Excerpt
>>>>>
# Sugar Class w/E. Notter



## panini (Jul 28, 2001)

Looking for persons in the Dallas Forth Worth area who might be interested in taking his sugar class next Thur.s Fri. Sat. June 22,23,24.
I have an extra class spot. I would need to know ASAP to get your name on the certificate. This is an accrtedited class.

fly in also. Southwest hub very close


----------



## cakerookie (Sep 10, 2005)

Crap! Always a day late, a dollar short, and 800 miles away! Oh well it happens.

Rgds Cakerookie...aka Rook


----------



## panini (Jul 28, 2001)

find a late fare, and head down. I'll put ya up. all your out is airfare, love field is minutes away and the Southwest hub,.


----------



## cakerookie (Sep 10, 2005)

I wish I could Pan I really do. I would give both arms and legs to be at that class. Let me know how it goes. I know it will be a blast. But got to stay home and keep the fires burning here for now but I appreciate your generous offer I am grateful for that.

Thanks Rook...


----------



## panini (Jul 28, 2001)

Question: Are times changing? I understand chefs that are tied down with family and jobs not being able to break away last minute.
But I have to say, If someone offered me a paid 3 day class to work with the greatest in what he does(btw class bumped a few days Mon to Wed to make an engagement at the Smithsonian with the President) would be a no brainer. I'd be on the road thumbing. I know things have changed, but has the passion? I've slept outside a bakery for a couple of weeks in France until I earned enough to get a bed and a lightbulb to make notes everynight.
<<<<<
Material shown
>>>>>
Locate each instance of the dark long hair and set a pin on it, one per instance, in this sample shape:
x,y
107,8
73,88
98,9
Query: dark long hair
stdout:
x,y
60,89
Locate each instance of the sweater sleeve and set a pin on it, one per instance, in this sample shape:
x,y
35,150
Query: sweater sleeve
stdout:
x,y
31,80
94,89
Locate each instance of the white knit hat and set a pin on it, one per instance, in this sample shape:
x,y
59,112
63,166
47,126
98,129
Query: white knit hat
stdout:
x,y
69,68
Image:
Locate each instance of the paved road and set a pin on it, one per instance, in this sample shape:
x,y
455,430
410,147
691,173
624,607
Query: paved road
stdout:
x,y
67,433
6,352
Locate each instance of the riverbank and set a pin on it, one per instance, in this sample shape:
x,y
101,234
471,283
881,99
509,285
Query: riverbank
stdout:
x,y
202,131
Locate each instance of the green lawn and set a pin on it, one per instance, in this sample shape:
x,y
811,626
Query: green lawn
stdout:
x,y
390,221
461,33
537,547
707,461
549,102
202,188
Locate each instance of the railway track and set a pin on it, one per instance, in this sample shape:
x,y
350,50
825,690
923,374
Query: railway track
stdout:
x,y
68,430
<<<<<
What this exercise asks
1. In the sugar class thread, why does the first poster need to hear from interested people as soon as possible? Answer in one to three sentences.
2. Answer these questions on the sugar class thread, marking each answer with its letter.
(a) Which airline's hub is said to be very close?
(b) What does cakerookie say has to be done at home for now?
(c) Where did panini sleep in France, and for how long?
3. Carry on the sugar class thread from its last post.
The records are material separate from the sugar class thread.

Results for the exercise
1. The poster needs to know as soon as possible in order to get the person's name on the certificate for the class.

2.
(a) Southwest.
(b) Keeping the fires burning.
(c) Outside a bakery, for a couple of weeks.

3.
I think the enviornment has changed in a way that saddens me. We have trouble trusting our neighbors. I wish someone with writing skills would start a thread regarding the changes I'm trying to talk about.

Ok. This is it. If your game, you get here, Dallas, TX. You will have a room at a days inn or something. I will pick you up and take you back and forth to the classes. I will also provide trans to and from Love Field airport.
You do not have to be experienced to take this class. I think you should know the basics but he is going to work hands on with us in a class of 12.
If your not of age, I will definately contact and supply endless references and can even put you up at our residence.
I open this up until Sunday afternoon. Go online to Notters site. Check it out. I can forward the class promotional things. Just need whites, pen and pad. I have a pretty nice sugar station at my bakery if you want to play after class. What else. Email any of the older chefs here, this is kinda a once in a lifetime oportunity. Figure it out 12 students, 3 day class. They have turned away from this class. I enjoy ChefTalk so much that I want to give someone here this opportunity.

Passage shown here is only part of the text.